[Begin PROVIDED ENTRIES]

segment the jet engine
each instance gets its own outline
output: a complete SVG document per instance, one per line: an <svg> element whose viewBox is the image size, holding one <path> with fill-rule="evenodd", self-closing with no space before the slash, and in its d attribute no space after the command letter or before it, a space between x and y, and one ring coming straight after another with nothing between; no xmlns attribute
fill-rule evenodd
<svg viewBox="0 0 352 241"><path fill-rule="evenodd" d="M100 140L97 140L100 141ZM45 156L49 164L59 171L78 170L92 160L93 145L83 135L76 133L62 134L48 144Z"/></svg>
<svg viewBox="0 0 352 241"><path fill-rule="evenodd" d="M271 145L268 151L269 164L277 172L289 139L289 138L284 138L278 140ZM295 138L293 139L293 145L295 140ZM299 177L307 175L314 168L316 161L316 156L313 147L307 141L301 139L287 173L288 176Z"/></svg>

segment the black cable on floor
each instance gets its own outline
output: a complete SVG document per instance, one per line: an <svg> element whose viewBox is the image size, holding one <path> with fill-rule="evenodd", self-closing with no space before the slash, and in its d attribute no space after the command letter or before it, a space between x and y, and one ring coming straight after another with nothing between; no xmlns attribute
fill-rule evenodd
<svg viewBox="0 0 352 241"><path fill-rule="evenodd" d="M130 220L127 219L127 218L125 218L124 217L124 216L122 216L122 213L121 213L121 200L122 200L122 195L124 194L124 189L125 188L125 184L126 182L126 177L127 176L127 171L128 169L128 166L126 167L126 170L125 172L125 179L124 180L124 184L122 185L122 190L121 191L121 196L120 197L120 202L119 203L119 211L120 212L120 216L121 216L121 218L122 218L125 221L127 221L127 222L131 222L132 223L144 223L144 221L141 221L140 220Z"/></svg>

[End PROVIDED ENTRIES]

- [WHAT TO DO]
Copy every item above line for line, with no changes.

- [WRITTEN ANSWER]
segment the jet engine
each instance gets its own outline
output: a complete SVG document per instance, one per line: an <svg> element whose viewBox is the image size, holding one <path> with fill-rule="evenodd", self-closing with no space before the slash, and in its d attribute no space after the command letter or before it, a space between x and y, and one ring coming straight after another with nothing between; no xmlns attribute
fill-rule evenodd
<svg viewBox="0 0 352 241"><path fill-rule="evenodd" d="M100 140L97 140L100 141ZM45 156L49 164L59 171L78 170L92 160L93 145L83 135L76 133L62 134L48 144Z"/></svg>
<svg viewBox="0 0 352 241"><path fill-rule="evenodd" d="M271 145L268 151L269 164L277 172L289 139L289 138L284 138L278 140ZM295 138L293 139L293 145L295 140ZM299 177L307 175L314 168L316 161L316 156L313 147L307 141L301 139L287 173L288 176Z"/></svg>

segment the black cable on floor
each instance gets its own outline
output: a complete SVG document per instance, one per line: an <svg> element whose viewBox is the image size, holding one <path> with fill-rule="evenodd", self-closing with no space before the slash, and in its d attribute no space after the command letter or before it, a space between x and y, and one ring coming straight after another with nothing between; no xmlns attribute
fill-rule evenodd
<svg viewBox="0 0 352 241"><path fill-rule="evenodd" d="M130 220L127 219L127 218L125 218L124 217L124 216L122 216L122 213L121 213L121 200L122 200L122 195L124 194L124 189L125 188L125 184L126 182L126 177L127 176L127 171L128 169L128 166L126 167L126 170L125 172L125 179L124 180L124 184L122 185L122 190L121 191L121 196L120 197L120 202L119 203L119 211L120 212L120 216L121 216L121 218L122 218L125 221L127 221L127 222L131 222L132 223L144 223L144 221L141 221L140 220Z"/></svg>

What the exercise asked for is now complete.